[Records from a data source]
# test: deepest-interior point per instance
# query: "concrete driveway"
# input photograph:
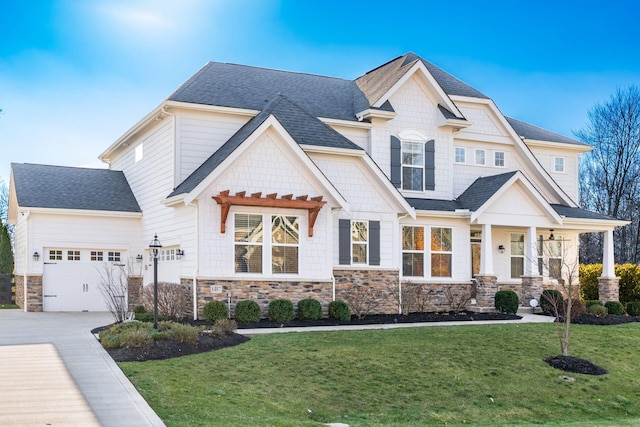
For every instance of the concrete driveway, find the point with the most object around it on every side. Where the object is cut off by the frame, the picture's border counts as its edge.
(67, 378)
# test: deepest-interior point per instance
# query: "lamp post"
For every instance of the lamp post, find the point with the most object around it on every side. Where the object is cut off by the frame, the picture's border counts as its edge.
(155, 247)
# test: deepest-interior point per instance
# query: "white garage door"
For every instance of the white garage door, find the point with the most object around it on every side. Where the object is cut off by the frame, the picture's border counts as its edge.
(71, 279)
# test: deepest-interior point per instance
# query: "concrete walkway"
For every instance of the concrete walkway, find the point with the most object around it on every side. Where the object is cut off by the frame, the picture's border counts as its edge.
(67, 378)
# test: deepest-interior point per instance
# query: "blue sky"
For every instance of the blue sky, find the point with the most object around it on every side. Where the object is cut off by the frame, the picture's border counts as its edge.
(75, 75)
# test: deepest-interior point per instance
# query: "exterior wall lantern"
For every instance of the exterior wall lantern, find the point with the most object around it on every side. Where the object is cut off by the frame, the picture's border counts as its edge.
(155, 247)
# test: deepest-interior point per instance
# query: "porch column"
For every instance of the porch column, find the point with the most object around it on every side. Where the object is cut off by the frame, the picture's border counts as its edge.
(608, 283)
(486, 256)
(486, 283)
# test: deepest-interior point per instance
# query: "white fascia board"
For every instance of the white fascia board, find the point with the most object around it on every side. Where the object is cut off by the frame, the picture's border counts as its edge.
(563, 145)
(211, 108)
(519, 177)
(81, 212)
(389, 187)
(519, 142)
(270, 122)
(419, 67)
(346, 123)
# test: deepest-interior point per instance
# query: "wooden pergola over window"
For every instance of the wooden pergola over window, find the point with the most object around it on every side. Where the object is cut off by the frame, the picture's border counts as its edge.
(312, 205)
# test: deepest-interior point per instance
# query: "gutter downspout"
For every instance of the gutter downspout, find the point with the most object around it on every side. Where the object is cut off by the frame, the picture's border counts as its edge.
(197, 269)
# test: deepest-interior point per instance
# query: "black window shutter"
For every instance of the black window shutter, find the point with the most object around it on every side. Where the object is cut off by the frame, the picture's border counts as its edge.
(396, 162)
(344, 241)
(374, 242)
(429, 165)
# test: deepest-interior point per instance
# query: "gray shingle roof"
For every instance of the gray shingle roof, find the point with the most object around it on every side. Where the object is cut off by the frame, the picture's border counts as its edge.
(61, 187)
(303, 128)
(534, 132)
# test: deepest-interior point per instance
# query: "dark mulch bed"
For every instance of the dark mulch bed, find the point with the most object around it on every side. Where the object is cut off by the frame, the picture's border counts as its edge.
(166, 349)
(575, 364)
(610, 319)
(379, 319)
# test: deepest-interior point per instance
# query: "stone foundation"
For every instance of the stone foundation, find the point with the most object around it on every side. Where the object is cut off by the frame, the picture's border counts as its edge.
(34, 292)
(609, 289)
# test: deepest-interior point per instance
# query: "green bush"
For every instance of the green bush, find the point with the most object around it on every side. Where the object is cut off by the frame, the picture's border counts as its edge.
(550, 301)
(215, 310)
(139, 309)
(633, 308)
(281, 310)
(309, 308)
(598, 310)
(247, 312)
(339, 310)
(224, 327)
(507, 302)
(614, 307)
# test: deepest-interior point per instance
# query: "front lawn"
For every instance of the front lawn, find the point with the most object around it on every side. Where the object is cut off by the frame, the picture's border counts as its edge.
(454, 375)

Directions for this task:
Give back each entry exactly as it appears, with no pictures.

Solution for this exercise:
# test: deepest-interior point per instance
# query: "concrete driveway"
# input photograph:
For every instance of the concrete driveway, find the point with the most object around it on every side. Where the object is cut off by the frame, the picture's border counts as its edge.
(67, 378)
# test: deepest-interior point per instance
# query: "lamp post"
For every instance of the lamp post, find the point with the most object around it on every side. Where the object is cut off by the frame, the picture's border counts as its edge.
(155, 247)
# test: deepest-interior point per instance
# query: "white garage door"
For every instance of the white garage door, find the point with the most object around it on every side. Where the object is cut off by the frame, the picture's border counts as its edge.
(71, 279)
# test: deepest-interior point per instance
# query: "concrete walkway"
For every instance of the concrete walkway, find the point with the most object around it on every side. Where the object is cut off by the frame, the picture's border counts as its edge.
(67, 378)
# test: deepest-interior point per instance
# query: "blue sky"
For every instance of the blue sky, find the point with the most object around it on every side. Where the object is cut off by the frame, the picture's border counts as its edge.
(75, 75)
# test: deepest-interior point per instance
# query: "exterior wall lantern"
For every instance of the exterior wall lantern, find the point with the most object around it on every side. Where the object is cut off by the frame, the picture's border counts as its edge.
(155, 247)
# test: deepest-interior point per instance
# query: "porch column"
For every instance of the porch column, find the point with the most object around it on every side. Where the object is cut off by the frame, the picture's border counts as its edge.
(608, 283)
(486, 256)
(486, 283)
# test: deepest-interior point per instance
# query: "white fascia board"
For every instance of the white fascia board, find the point with the most object around it on every side. Where the object is cut off by the frame, the picture's border counts as its edge.
(563, 145)
(211, 108)
(519, 177)
(81, 212)
(389, 187)
(519, 142)
(270, 122)
(419, 67)
(346, 123)
# test: deepest-interior point per instance
# query: "wooden pergola over window"
For every instance of the wooden pergola over window, find the point with the most object around it on every side. Where the object is cut off by the frame, the picture's border counts as its edge.
(312, 205)
# test: deepest-interior point per instance
# query: "gutter downspout"
For every instance of the gutter downspout, find the point with the most object around it on every side. Where the object is cut off by the frame, the picture's border counts as its edge.
(197, 269)
# test: deepest-interior point per instance
# query: "black window shutter"
For every instance of the black window shutter, find the point with the most object around it on every side. Where the object is cut off by the frame, the picture's border counts as its edge.
(396, 162)
(344, 241)
(374, 242)
(429, 165)
# test: deepest-interior point per instance
# query: "gray shingle roof"
For every instance of the gray shingle roof, find the point with the most object around it on every side. Where the object is cut off by the frame, the picture's border counts as its edge.
(61, 187)
(303, 128)
(534, 132)
# test: deepest-interior point per instance
# query: "dark mulch bed"
For every instance of the dark mulch bed, find the point with the most object around it on every side. Where the object is cut off by the frame, the picture's border counts as its edge.
(166, 349)
(575, 364)
(610, 319)
(379, 319)
# test: deepest-interior point per instance
# query: "stone foundation"
For every instance of the stone foundation, find the point with the most object around it on every side. Where the object is cut off by the frame, the picture's border counts as its edge.
(34, 292)
(609, 289)
# test: deepest-interior point per instance
# query: "green bush"
For every instance of the green bush, find the point with the most object around it on every side. Where the object is cut off by the frame, the picture's border counts as its edge.
(550, 301)
(215, 310)
(139, 309)
(633, 308)
(281, 310)
(309, 308)
(598, 310)
(247, 312)
(339, 310)
(224, 327)
(507, 302)
(614, 307)
# test: deepest-interior point per instance
# query: "front lawn"
For every instance of the front lawn, find the point with the most object around it on every side. Where the object is cut off by the frame, the picture's border counts as its edge.
(454, 375)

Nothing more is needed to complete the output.